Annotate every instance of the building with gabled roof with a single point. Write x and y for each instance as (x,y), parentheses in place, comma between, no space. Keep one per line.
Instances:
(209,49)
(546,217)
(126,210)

* * *

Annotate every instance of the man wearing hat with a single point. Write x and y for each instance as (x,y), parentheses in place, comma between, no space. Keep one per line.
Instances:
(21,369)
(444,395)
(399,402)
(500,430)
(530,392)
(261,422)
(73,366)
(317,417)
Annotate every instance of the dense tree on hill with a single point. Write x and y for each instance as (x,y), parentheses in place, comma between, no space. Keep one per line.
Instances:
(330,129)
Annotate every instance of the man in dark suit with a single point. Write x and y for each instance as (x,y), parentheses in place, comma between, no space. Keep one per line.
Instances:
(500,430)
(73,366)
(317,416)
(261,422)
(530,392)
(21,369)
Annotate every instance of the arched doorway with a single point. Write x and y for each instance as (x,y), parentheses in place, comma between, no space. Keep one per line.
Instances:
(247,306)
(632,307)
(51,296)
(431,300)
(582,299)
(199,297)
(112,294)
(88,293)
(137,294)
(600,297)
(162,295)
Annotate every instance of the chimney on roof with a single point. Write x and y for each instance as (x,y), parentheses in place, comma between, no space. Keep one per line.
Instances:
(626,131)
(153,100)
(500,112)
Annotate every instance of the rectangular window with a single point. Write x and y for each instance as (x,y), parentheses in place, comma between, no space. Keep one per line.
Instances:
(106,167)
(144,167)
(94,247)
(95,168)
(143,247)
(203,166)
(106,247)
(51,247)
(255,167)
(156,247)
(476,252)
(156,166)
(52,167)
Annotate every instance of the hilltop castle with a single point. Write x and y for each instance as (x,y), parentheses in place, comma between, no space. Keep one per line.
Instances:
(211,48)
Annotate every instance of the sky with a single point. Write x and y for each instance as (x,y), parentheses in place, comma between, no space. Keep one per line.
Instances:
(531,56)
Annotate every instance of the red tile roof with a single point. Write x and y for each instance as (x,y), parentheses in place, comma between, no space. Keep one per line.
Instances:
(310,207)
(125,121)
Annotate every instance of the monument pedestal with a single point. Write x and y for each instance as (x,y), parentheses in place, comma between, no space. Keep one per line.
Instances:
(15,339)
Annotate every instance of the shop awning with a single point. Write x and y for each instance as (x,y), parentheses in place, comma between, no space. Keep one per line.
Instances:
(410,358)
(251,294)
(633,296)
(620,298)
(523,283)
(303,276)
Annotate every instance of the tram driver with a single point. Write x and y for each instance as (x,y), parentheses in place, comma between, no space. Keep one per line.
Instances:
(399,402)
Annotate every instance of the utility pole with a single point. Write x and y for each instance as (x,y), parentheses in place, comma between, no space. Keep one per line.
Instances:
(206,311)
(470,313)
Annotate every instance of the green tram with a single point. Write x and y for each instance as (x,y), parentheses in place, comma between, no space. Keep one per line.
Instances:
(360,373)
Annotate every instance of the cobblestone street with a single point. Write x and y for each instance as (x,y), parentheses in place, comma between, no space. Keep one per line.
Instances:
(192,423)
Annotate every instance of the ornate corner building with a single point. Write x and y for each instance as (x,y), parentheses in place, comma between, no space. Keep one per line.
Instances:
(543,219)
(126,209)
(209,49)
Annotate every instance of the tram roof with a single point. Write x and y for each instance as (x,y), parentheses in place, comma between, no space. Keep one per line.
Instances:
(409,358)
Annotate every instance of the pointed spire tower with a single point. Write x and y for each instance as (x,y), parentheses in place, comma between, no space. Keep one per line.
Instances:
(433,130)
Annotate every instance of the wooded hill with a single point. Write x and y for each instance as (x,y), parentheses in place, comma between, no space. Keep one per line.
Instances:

* * *

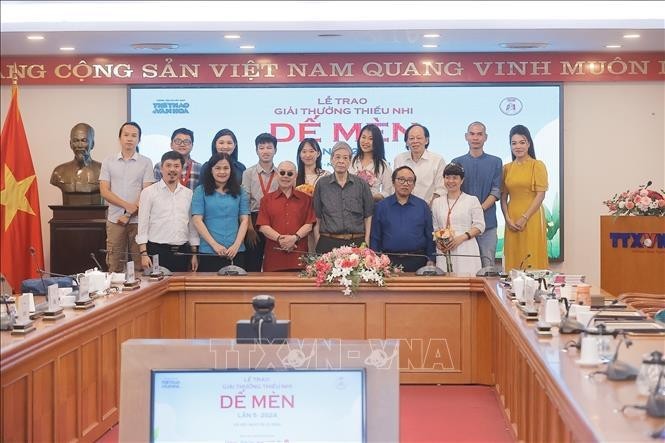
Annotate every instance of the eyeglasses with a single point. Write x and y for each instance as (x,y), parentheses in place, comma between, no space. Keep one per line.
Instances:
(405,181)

_What is expected_
The expected answer is each line of the records above that includes the string "building".

_Task result_
Annotate every instance of the building with gabled roof with a single point. Write x and y for each instance as (x,y), parentheses in place, comma between, no space. Keep one per line.
Annotate every instance of the ornate corner building with a single point. Write x and y for each instance as (x,y), parentheses in place, comma between, no space. Keep one per line.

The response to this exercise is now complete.